What is being asked:
Every line from the line containing "Task: set a point on the tan ear" through the final line below is to be repeated exactly; no other line is.
— Start Data shown —
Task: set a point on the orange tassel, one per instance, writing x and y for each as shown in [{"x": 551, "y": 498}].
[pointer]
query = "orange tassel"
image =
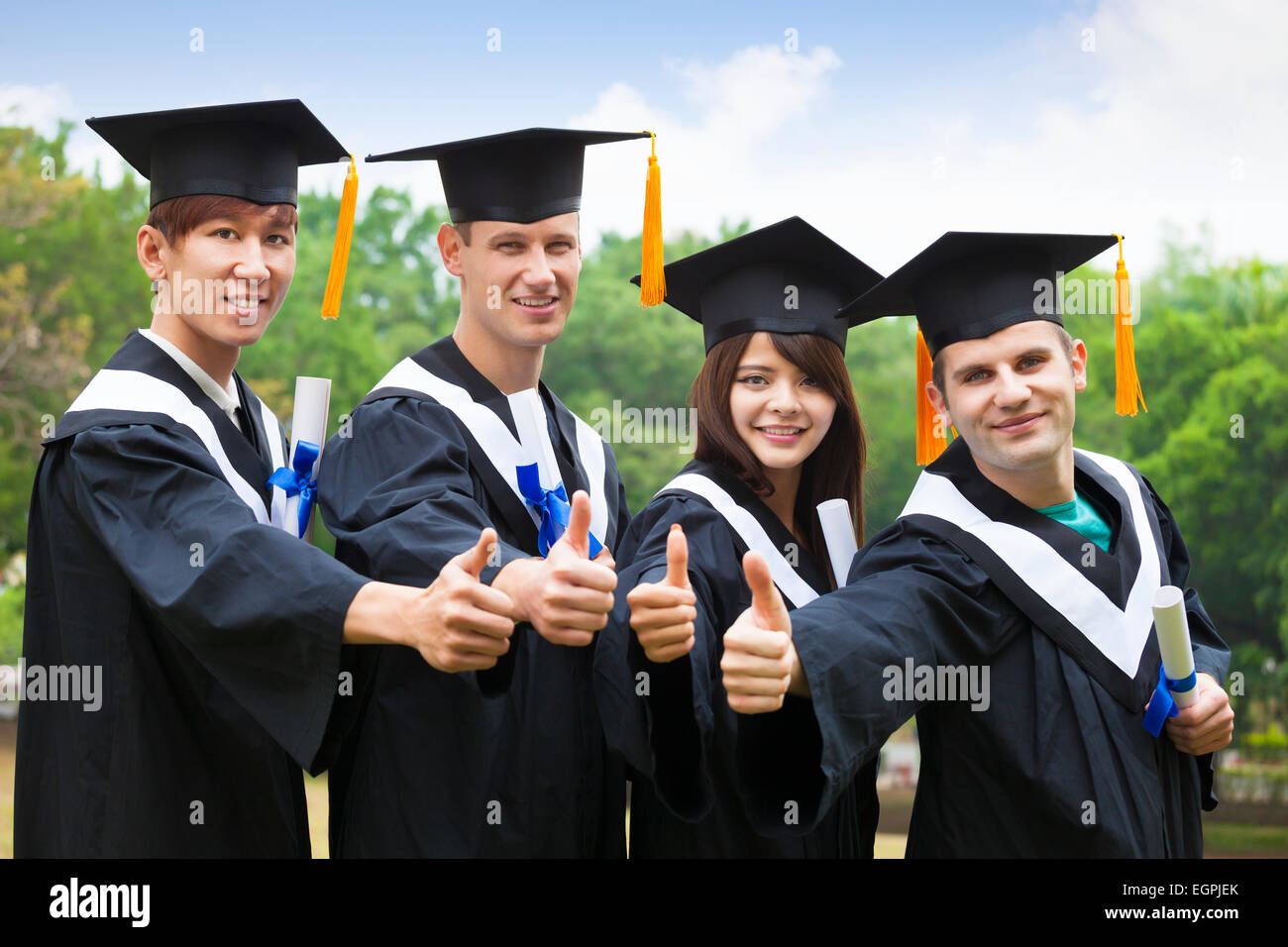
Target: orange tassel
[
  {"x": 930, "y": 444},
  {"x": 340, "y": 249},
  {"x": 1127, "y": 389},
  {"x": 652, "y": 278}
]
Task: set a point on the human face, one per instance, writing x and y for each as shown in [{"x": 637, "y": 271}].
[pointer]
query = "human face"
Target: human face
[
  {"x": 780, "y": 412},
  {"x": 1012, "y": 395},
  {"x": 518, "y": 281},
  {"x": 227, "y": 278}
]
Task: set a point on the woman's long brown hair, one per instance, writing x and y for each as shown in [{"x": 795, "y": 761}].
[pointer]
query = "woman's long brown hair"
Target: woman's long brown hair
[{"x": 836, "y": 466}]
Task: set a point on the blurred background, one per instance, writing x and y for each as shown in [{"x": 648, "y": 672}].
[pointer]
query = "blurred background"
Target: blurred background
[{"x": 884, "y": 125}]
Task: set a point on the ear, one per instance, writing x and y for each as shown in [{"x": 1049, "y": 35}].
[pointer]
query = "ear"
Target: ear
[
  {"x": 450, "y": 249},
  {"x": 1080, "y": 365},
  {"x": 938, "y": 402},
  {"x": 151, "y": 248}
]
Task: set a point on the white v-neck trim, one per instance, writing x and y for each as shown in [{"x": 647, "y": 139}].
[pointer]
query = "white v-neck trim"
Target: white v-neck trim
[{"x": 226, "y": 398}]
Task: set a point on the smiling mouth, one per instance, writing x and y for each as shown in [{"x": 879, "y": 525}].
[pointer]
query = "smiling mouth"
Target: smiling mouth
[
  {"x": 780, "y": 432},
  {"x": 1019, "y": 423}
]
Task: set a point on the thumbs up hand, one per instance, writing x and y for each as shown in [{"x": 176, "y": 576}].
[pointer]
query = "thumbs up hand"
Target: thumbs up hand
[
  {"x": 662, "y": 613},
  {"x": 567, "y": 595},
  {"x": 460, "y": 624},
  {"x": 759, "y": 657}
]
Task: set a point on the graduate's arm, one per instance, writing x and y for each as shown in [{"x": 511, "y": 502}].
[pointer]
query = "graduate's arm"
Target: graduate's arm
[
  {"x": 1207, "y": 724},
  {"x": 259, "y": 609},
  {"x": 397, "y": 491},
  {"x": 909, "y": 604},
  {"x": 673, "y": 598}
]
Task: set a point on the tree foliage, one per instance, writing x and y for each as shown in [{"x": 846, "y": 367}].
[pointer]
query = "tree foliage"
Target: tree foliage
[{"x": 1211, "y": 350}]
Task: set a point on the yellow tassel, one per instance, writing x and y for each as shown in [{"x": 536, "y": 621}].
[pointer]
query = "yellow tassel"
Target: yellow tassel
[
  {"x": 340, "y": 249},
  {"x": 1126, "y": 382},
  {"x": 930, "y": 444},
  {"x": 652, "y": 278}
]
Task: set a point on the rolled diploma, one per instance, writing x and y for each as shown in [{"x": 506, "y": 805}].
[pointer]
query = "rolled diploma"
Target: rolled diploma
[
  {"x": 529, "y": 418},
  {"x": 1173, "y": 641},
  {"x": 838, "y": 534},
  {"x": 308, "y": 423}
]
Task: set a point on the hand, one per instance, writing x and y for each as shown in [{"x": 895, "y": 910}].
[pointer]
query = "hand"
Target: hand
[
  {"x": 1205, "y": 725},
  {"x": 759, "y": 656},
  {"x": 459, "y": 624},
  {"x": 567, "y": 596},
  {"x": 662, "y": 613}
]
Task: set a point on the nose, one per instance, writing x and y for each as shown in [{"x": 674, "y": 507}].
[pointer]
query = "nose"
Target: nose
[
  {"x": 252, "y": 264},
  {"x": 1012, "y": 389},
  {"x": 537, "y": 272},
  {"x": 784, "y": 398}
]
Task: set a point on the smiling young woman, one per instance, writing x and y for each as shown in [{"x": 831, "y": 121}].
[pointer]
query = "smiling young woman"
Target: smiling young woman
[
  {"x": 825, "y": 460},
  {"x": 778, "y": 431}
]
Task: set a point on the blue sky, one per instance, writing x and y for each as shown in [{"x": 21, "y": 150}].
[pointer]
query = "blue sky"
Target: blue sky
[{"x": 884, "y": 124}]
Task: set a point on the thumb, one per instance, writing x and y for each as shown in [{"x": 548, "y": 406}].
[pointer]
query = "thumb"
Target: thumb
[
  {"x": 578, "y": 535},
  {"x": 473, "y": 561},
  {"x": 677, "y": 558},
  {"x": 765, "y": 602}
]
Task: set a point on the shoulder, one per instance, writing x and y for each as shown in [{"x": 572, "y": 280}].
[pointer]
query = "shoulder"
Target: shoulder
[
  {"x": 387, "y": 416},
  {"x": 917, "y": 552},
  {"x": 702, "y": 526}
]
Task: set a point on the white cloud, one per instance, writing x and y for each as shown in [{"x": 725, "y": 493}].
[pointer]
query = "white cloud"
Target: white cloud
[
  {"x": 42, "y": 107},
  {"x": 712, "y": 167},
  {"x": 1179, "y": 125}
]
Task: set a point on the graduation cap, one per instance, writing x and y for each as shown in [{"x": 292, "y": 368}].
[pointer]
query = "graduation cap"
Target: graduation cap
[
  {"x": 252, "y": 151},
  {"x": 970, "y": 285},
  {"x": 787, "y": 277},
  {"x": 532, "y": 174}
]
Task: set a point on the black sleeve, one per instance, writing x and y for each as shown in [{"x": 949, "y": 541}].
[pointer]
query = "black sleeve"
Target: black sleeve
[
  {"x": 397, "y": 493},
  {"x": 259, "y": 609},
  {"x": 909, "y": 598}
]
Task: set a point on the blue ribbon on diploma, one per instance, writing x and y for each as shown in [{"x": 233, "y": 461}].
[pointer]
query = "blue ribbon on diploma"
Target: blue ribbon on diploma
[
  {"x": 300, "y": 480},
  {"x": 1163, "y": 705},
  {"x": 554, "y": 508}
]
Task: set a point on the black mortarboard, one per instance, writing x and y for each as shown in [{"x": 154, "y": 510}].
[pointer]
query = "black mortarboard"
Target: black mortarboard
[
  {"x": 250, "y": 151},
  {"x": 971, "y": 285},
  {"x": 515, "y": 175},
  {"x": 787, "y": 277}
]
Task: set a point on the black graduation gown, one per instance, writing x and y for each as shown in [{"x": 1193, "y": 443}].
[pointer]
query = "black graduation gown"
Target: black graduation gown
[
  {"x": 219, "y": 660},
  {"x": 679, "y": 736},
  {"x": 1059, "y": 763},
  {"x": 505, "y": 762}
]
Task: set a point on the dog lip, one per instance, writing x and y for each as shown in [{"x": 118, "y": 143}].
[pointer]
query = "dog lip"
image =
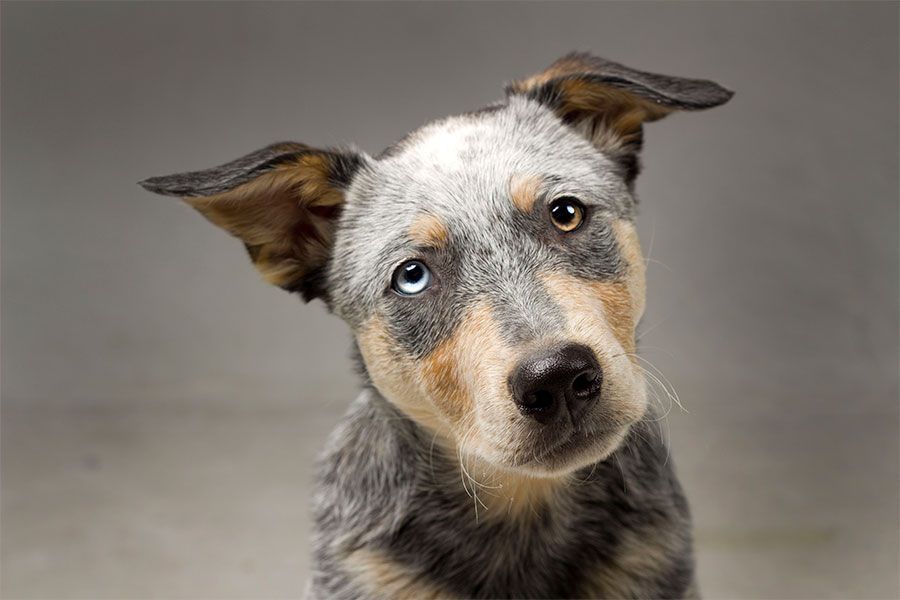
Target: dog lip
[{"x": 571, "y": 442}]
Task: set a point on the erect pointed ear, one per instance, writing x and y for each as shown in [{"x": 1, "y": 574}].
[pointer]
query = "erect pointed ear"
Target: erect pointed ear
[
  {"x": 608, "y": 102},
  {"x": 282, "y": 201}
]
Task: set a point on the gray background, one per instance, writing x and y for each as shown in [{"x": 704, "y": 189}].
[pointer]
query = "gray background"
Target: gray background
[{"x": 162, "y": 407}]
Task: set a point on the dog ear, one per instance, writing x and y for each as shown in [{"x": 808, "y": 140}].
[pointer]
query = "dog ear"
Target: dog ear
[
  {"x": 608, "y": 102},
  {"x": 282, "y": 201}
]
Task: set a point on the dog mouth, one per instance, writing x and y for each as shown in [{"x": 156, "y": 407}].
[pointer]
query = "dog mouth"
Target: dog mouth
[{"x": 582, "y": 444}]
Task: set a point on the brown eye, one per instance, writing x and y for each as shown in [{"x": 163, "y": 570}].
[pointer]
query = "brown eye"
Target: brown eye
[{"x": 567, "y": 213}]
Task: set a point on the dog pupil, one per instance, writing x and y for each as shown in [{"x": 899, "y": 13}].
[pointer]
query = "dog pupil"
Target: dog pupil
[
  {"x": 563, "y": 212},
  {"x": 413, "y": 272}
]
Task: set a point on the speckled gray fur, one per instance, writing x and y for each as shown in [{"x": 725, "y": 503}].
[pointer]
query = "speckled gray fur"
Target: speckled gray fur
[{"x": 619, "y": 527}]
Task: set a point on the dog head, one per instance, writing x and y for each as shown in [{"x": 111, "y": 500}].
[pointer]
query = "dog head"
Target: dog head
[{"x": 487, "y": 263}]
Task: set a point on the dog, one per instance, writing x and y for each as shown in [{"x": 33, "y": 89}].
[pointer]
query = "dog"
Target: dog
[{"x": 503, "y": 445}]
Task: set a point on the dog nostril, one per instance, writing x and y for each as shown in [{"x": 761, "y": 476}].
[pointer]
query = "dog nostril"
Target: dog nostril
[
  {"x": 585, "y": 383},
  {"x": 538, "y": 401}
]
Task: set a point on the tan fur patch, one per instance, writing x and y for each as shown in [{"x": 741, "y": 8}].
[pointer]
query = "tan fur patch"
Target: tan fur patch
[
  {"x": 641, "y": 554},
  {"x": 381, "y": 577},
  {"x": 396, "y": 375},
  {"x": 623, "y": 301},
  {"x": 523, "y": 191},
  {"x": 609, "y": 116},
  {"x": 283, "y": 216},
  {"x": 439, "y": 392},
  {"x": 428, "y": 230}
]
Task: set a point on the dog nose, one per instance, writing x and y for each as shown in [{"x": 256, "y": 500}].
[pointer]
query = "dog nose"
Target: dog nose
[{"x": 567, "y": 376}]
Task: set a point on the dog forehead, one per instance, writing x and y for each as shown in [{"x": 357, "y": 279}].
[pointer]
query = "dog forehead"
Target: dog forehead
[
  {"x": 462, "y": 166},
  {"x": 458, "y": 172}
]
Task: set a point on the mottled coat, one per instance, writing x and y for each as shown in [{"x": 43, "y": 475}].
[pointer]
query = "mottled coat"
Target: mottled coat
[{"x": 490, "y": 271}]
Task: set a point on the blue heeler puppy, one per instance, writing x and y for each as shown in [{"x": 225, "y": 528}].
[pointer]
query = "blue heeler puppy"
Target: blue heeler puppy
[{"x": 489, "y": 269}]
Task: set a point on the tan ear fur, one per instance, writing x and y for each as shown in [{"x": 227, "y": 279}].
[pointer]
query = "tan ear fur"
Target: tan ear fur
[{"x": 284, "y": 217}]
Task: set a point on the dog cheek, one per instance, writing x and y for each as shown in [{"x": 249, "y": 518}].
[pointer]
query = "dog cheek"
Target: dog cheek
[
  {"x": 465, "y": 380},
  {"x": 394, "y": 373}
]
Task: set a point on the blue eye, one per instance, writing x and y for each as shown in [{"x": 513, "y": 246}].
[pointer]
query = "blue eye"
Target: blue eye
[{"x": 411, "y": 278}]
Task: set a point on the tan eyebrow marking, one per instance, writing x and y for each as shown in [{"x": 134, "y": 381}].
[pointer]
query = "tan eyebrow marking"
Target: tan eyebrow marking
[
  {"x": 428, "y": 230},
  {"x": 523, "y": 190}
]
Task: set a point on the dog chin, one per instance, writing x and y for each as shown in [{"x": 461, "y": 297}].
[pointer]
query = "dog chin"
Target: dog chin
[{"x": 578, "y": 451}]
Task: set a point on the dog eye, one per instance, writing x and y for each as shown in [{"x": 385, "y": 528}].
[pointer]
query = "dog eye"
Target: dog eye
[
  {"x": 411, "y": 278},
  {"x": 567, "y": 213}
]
— End Data shown —
Answer to this exercise:
Task: set a point on the tan ear fur, one per instance, writing x and y for each as shown in [{"x": 227, "y": 279}].
[pointer]
query = "tan ear fur"
Target: tan ear fur
[{"x": 284, "y": 217}]
Task: set a point on the dog cheek, one per instance, writing x and y for each as shown in [{"x": 249, "y": 518}].
[pointer]
query = "dog cheek"
Target: dog cheek
[
  {"x": 465, "y": 380},
  {"x": 394, "y": 373}
]
Task: set a point on the blue eye, one per instance, writing x and y for each as shown in [{"x": 513, "y": 246}].
[pointer]
query = "blue eye"
Target: blue eye
[{"x": 411, "y": 278}]
Task: set a point on the tan eyebrow marking, one per instance, writing x and y for each as shown in [{"x": 134, "y": 381}].
[pointer]
query = "tan eyebrow marking"
Target: tan eyebrow marking
[
  {"x": 428, "y": 230},
  {"x": 523, "y": 190}
]
Task: set a point on the dog chin, one per instance, writing x and y for each as shown in [{"x": 461, "y": 297}].
[pointer]
query = "dog chin"
Target: dog chin
[{"x": 578, "y": 451}]
Task: set a point on the dog eye, one per instance, writing x and y for each as shown in [{"x": 385, "y": 528}].
[pointer]
query = "dog eye"
Target: dog eye
[
  {"x": 411, "y": 278},
  {"x": 567, "y": 213}
]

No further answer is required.